- [EXERCISE REQUIREMENTS] Reproduce every one of the items below word for word, line by line, with nothing changed.

[A portion of a data file]
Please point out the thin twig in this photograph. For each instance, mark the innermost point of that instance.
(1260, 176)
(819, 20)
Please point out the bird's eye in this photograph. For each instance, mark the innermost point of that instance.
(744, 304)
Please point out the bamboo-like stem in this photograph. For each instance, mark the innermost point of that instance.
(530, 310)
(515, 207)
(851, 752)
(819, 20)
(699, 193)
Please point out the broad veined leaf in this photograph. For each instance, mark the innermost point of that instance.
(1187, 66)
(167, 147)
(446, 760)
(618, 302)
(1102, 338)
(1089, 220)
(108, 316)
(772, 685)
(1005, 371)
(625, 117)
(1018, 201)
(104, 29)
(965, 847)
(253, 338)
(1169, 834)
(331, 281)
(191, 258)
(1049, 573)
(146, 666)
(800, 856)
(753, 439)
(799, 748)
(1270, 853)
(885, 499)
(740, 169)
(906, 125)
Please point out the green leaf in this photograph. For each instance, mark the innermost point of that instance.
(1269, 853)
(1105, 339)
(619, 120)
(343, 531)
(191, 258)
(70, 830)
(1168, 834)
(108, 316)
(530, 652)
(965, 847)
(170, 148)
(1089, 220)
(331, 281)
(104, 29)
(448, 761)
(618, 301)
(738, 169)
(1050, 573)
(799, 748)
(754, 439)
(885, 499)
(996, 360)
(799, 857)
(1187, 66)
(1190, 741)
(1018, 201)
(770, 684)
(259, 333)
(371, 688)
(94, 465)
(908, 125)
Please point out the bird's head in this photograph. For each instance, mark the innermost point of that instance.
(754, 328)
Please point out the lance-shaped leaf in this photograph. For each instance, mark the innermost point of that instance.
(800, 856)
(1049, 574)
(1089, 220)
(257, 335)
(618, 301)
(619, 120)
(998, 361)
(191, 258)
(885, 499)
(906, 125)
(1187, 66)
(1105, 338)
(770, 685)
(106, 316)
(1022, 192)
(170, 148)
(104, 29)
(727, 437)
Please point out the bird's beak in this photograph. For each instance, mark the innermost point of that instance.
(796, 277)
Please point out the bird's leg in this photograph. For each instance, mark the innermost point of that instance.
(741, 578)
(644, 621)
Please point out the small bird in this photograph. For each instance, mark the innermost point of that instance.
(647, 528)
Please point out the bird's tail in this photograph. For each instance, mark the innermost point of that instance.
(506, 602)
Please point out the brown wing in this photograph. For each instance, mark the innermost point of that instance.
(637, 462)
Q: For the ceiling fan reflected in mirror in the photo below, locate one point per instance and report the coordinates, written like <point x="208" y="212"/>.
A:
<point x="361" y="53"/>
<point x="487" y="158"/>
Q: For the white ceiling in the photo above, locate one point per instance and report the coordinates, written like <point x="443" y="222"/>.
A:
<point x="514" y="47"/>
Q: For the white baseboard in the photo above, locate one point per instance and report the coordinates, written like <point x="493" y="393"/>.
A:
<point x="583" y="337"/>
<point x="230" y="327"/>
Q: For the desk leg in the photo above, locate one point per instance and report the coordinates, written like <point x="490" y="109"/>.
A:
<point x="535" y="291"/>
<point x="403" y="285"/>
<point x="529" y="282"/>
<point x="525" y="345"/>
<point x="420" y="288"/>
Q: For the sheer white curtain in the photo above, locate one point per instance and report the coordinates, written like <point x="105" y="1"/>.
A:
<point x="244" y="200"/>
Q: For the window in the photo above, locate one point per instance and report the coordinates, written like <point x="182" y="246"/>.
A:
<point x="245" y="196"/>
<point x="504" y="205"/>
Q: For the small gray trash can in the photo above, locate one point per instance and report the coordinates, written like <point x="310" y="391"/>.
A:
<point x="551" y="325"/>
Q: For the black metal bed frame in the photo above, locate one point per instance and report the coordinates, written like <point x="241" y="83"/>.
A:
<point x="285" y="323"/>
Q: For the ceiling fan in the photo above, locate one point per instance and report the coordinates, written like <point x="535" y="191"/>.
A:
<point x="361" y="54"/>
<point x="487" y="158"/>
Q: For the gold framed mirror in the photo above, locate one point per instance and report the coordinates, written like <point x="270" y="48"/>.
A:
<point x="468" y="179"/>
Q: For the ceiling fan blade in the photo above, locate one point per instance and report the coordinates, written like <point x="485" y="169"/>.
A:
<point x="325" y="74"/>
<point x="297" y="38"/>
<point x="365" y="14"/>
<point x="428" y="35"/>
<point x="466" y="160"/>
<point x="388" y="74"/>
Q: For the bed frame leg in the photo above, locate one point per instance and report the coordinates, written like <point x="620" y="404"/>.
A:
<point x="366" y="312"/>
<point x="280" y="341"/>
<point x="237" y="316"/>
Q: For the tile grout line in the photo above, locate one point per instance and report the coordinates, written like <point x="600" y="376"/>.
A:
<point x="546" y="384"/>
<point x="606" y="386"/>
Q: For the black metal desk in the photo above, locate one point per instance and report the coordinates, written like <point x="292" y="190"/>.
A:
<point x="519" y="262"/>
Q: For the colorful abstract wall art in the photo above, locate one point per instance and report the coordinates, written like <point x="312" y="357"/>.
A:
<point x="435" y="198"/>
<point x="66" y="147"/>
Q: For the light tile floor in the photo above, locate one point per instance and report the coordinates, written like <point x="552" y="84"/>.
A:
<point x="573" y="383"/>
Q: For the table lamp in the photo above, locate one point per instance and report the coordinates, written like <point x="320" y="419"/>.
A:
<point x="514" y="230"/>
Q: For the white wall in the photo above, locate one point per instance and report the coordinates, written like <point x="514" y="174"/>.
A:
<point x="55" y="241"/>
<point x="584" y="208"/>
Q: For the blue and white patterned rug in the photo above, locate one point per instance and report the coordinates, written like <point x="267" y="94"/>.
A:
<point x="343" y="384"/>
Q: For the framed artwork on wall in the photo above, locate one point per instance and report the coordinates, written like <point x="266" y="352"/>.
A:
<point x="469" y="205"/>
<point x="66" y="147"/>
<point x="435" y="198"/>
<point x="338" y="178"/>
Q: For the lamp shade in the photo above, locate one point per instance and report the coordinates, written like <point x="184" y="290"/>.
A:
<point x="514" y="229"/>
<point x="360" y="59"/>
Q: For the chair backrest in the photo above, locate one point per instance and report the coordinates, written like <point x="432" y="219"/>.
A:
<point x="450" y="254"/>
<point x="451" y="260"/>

- [CORRECT OUTPUT]
Please point out the thin twig in this photograph. For each instance, mark the innermost point of that instance.
(1260, 176)
(819, 20)
Please point out the bird's eye in this photograph. For each instance, mark the innermost point of that instance.
(744, 304)
Please point out the bamboo-like stem in this photograph. For each instance, mark the innermost point of that instance.
(530, 310)
(515, 207)
(851, 752)
(819, 20)
(699, 193)
Please point out the broad veined leaf in this photograph. For each instance, mark the innermost point of that instance.
(1187, 66)
(167, 147)
(446, 760)
(618, 302)
(1102, 338)
(1089, 220)
(108, 316)
(772, 685)
(1005, 371)
(625, 117)
(1018, 201)
(104, 29)
(965, 847)
(253, 338)
(1169, 834)
(331, 281)
(191, 258)
(1049, 573)
(146, 666)
(800, 856)
(753, 439)
(799, 748)
(1270, 853)
(885, 499)
(740, 169)
(906, 125)
Please point out the green leaf in this photograph. For each instance, mark the innermost point of that instance.
(1269, 853)
(1105, 339)
(619, 120)
(343, 531)
(191, 258)
(70, 830)
(1168, 834)
(108, 316)
(530, 652)
(965, 847)
(170, 148)
(1089, 220)
(331, 281)
(104, 29)
(448, 761)
(618, 301)
(738, 169)
(1050, 573)
(799, 748)
(754, 439)
(885, 499)
(996, 360)
(799, 857)
(1187, 66)
(1190, 741)
(1018, 201)
(770, 684)
(259, 333)
(371, 688)
(94, 465)
(908, 125)
Please point out the bird's head in this photograph. For each instance, mark the innermost point of that instance.
(754, 328)
Please point out the lance-shaped leaf in this photograph. For each instance, mark the innermost point of that instance.
(800, 856)
(1049, 574)
(1089, 220)
(257, 335)
(618, 301)
(619, 120)
(998, 361)
(191, 258)
(885, 499)
(906, 125)
(1187, 66)
(1105, 338)
(770, 685)
(106, 316)
(1022, 192)
(170, 148)
(104, 29)
(727, 437)
Please point out the bird's beak in this photograph. For each instance, mark the innermost point of that instance.
(796, 277)
Please point out the bird's leg in this photograph. For each instance, mark the innermost point of that instance.
(741, 578)
(644, 621)
Please point out the small bird in this photograph. For each instance, mark the innermost point of that instance.
(647, 528)
Please point out the bird's tail in this photograph. For each instance, mark the innermost point of that instance.
(506, 602)
Please point out the brown wing in this photograph. For each instance, mark the innermost point of that instance.
(637, 462)
Q: For the ceiling fan reflected in mirror in the photo below, locate one point per instance and report the coordinates, written like <point x="208" y="212"/>.
A:
<point x="361" y="53"/>
<point x="487" y="158"/>
Q: For the white ceiling in the photo above, locate one point per instance and report the coordinates, written like <point x="443" y="222"/>.
A:
<point x="514" y="47"/>
Q: For the white baseboard in the photo above, locate one point per instance and report the coordinates, written like <point x="493" y="393"/>.
A:
<point x="583" y="337"/>
<point x="230" y="327"/>
Q: For the desk leg in the photo above, locate one point per instance and report the coordinates, written like <point x="490" y="109"/>.
A:
<point x="535" y="291"/>
<point x="403" y="285"/>
<point x="529" y="282"/>
<point x="525" y="345"/>
<point x="420" y="288"/>
Q: For the sheer white curtain in the photo above, locate one point per instance and report the coordinates, written like <point x="105" y="1"/>.
A:
<point x="244" y="200"/>
Q: For the window in the photo above, locate one point per instance and report the coordinates, written like <point x="182" y="246"/>.
A:
<point x="245" y="196"/>
<point x="504" y="205"/>
Q: For the small gray trash can in the photo above, locate one point per instance and report the coordinates, written like <point x="310" y="391"/>.
A:
<point x="551" y="325"/>
Q: For the black metal bed frame in the photo above, locate one point per instance and report the coordinates, written like <point x="241" y="83"/>.
A:
<point x="285" y="323"/>
Q: For the ceiling fan in the photo above, locate one point per instance and report the coordinates, written like <point x="535" y="191"/>.
A:
<point x="361" y="54"/>
<point x="487" y="158"/>
Q: For the gold framed mirror in the photo above, locate one point per instance and report the coordinates, written like <point x="270" y="48"/>.
A:
<point x="468" y="179"/>
Q: For the ceiling fan blade in the photo above, locate one point per instance and report the coordinates, written like <point x="485" y="169"/>.
A:
<point x="325" y="74"/>
<point x="297" y="38"/>
<point x="365" y="14"/>
<point x="428" y="35"/>
<point x="466" y="160"/>
<point x="388" y="74"/>
Q: For the bed frame leg in the photo above, locate one point per instance and report the coordinates, written like <point x="620" y="404"/>.
A:
<point x="366" y="312"/>
<point x="280" y="341"/>
<point x="237" y="316"/>
Q: For the tile grout line in the photo above, locate one point per instance and report the coordinates, written like <point x="600" y="376"/>.
A:
<point x="546" y="384"/>
<point x="606" y="386"/>
Q: For the black metal desk in the photo above, locate one point per instance and report the coordinates, written like <point x="292" y="190"/>.
A:
<point x="519" y="262"/>
Q: For the colorful abstract wall art in the photo above, locate one point per instance and report the coordinates, written like <point x="312" y="357"/>.
A:
<point x="435" y="198"/>
<point x="66" y="147"/>
Q: For the light tile floor in the photo above, locate one point per instance and report the coordinates, written like <point x="552" y="84"/>.
A:
<point x="573" y="383"/>
Q: For the table lamp in the photo above, locate one point per instance and report the coordinates, written like <point x="320" y="419"/>.
A:
<point x="514" y="230"/>
Q: For the white wall in the photo above, locate one point per instance and report the coordinates, written like <point x="514" y="174"/>.
A:
<point x="55" y="241"/>
<point x="584" y="208"/>
Q: For the blue and white patterned rug in the photo above, locate one point per instance and report the coordinates, written like <point x="267" y="94"/>.
A:
<point x="343" y="384"/>
Q: For the framed artwork on wall in the photo above, locate one point per instance and report the coordinates, written like <point x="266" y="352"/>.
A:
<point x="469" y="205"/>
<point x="66" y="147"/>
<point x="435" y="198"/>
<point x="338" y="178"/>
Q: For the lamp shade in the photo above, locate one point per instance and report the coordinates, written like <point x="184" y="290"/>.
A:
<point x="514" y="229"/>
<point x="360" y="59"/>
Q: For the chair backrest in the photo above, locate one point per instance and report the coordinates, written like <point x="432" y="219"/>.
A:
<point x="450" y="254"/>
<point x="451" y="260"/>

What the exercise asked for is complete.